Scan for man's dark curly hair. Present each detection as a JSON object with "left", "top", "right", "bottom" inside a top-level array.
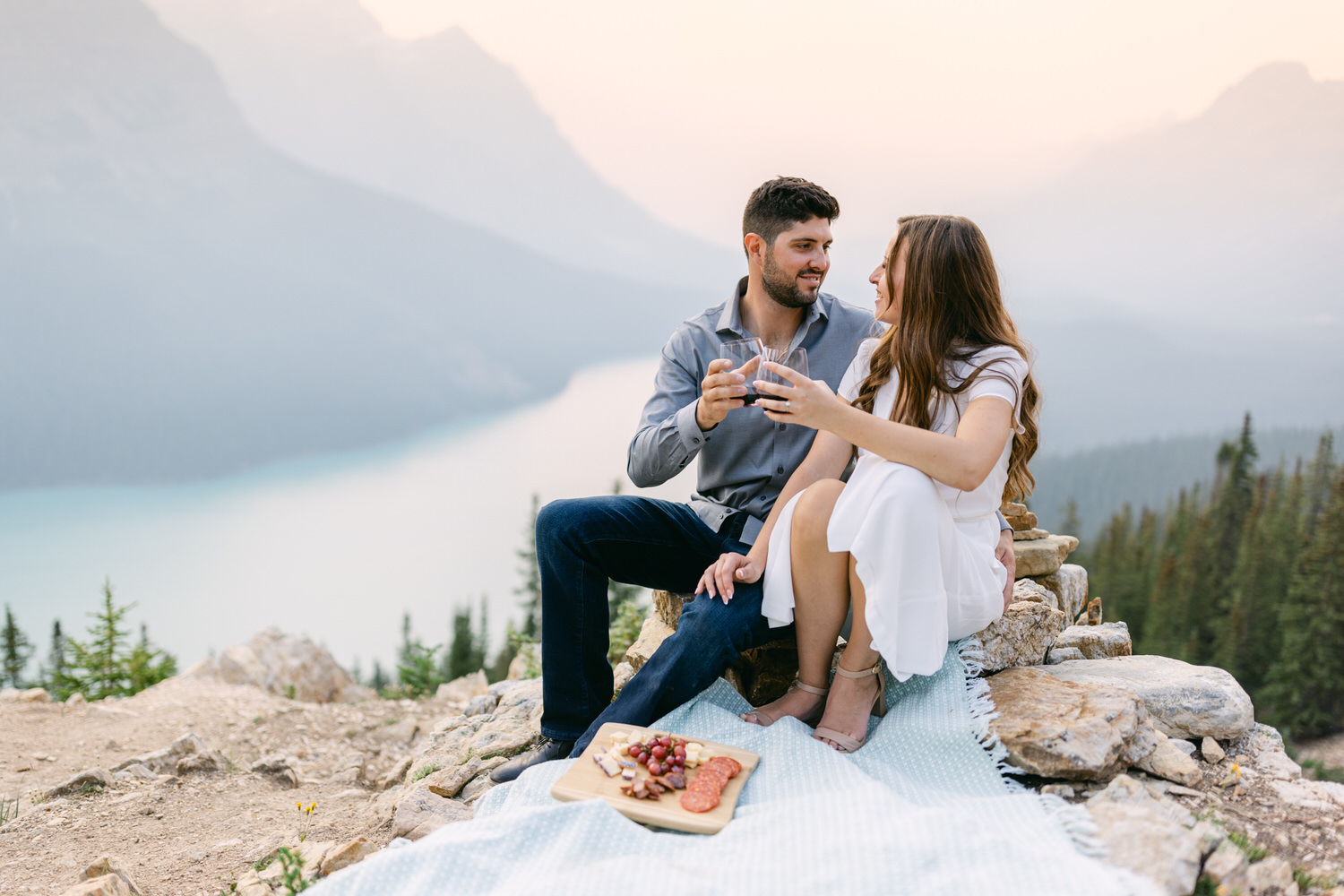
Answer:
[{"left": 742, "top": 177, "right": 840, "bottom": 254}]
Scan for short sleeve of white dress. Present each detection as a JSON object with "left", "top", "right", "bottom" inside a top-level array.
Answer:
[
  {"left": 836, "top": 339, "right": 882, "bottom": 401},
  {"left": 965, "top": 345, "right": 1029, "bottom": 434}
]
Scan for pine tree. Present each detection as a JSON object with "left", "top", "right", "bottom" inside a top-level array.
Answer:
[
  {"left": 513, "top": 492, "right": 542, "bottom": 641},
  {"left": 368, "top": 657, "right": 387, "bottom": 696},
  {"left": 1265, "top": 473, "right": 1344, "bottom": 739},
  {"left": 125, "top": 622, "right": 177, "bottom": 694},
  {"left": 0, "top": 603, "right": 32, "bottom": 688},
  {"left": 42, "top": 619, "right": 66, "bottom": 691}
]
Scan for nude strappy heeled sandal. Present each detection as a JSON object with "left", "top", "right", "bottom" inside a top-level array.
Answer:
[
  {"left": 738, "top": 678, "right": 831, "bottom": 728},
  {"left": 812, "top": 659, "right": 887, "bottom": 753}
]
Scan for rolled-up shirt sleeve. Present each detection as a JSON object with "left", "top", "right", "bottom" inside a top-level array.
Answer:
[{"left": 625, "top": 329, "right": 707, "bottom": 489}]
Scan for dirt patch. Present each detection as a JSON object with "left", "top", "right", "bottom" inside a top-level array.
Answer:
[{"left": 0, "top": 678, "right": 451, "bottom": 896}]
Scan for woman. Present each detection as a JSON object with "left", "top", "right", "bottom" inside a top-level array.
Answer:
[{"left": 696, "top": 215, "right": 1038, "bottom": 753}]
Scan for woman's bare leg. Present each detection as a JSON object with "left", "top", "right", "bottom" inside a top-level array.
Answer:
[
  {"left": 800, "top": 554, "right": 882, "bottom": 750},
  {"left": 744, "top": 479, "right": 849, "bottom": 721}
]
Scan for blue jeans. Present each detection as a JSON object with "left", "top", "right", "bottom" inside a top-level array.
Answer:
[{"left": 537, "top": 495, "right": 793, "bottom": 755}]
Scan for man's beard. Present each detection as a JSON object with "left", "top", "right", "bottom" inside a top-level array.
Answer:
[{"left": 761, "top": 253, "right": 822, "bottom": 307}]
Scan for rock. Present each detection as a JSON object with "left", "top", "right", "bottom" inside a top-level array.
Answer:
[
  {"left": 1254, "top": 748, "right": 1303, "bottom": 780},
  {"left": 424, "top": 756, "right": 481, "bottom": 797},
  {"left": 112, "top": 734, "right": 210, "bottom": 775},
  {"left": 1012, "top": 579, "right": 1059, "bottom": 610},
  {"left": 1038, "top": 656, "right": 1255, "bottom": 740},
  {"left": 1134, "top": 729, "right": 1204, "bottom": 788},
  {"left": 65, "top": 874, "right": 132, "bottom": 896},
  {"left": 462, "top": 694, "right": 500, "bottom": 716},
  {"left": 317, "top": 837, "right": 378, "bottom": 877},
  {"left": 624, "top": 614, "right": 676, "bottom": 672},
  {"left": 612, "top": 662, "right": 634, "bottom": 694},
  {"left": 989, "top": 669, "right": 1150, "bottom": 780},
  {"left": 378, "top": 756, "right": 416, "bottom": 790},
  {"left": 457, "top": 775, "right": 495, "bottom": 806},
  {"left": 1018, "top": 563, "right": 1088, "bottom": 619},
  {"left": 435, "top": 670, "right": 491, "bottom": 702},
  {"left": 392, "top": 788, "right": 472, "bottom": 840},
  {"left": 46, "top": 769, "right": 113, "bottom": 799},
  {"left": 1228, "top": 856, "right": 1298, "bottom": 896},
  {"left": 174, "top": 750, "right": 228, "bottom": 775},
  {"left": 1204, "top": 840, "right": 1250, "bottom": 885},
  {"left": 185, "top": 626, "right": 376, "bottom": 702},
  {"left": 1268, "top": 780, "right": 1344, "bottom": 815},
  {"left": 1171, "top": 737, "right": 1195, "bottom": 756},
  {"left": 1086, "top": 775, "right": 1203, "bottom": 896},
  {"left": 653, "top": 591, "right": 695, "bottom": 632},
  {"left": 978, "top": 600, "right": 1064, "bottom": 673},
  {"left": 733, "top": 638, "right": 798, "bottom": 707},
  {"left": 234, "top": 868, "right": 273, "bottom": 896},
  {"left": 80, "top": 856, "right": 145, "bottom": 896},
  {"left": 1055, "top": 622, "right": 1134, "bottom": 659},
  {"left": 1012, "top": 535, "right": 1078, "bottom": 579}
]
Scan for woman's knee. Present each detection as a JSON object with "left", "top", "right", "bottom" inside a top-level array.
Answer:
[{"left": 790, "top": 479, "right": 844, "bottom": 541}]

════════════════

Task statement – Every line from the one containing "Scan for woman's knee." through the end of the data must be repeated exactly, and no other line.

Task response –
Scan for woman's knee. Present each detection as a JSON object with "left", "top", "right", "bottom" inside a top-level array.
Answer:
[{"left": 790, "top": 479, "right": 844, "bottom": 541}]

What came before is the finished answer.